### What is expected
Display every line of the records below that contains the word "each". Uppercase and lowercase count as different.

### Entries provided

__________

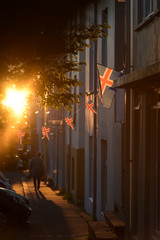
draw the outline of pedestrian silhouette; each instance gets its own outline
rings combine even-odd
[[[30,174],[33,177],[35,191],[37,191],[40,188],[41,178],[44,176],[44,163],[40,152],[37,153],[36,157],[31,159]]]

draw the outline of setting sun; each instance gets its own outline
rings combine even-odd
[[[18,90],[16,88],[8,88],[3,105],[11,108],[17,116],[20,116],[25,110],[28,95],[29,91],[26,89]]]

__________

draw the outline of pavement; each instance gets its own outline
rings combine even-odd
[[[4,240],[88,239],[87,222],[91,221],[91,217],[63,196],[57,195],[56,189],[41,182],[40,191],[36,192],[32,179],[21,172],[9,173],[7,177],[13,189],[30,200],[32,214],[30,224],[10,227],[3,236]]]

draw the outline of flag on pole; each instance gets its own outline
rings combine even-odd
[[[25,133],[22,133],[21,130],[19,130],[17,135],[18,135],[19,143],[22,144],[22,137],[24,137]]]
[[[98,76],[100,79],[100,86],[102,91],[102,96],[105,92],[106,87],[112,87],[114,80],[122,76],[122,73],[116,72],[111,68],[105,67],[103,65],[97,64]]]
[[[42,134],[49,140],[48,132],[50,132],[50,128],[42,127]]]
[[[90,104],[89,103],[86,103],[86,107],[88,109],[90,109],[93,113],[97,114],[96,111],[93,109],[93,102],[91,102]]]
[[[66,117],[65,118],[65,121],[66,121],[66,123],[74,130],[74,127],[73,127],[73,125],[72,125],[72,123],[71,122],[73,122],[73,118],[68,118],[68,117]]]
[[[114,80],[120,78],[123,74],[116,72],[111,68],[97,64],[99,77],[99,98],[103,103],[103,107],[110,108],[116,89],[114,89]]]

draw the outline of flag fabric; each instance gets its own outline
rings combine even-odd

__________

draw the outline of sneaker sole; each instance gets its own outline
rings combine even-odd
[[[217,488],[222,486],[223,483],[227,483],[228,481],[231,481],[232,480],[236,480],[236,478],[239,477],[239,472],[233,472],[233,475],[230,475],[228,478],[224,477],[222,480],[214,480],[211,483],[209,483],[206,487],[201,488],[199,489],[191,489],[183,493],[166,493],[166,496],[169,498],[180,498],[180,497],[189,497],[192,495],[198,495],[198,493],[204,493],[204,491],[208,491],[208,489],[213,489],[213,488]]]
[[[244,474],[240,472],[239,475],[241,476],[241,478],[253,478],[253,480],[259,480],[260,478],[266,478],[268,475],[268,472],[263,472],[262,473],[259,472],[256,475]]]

__________

### Result
draw the outline of pedestrian silhouette; each instance gets its own outline
draw the outline of setting sun; each instance gets its own outline
draw the outline of pavement; each instance gets its own outline
draw the outline of flag on pole; each instance gets its own outline
draw the outline of flag fabric; each instance gets its own outline
draw the outline of sneaker sole; each instance gets its own outline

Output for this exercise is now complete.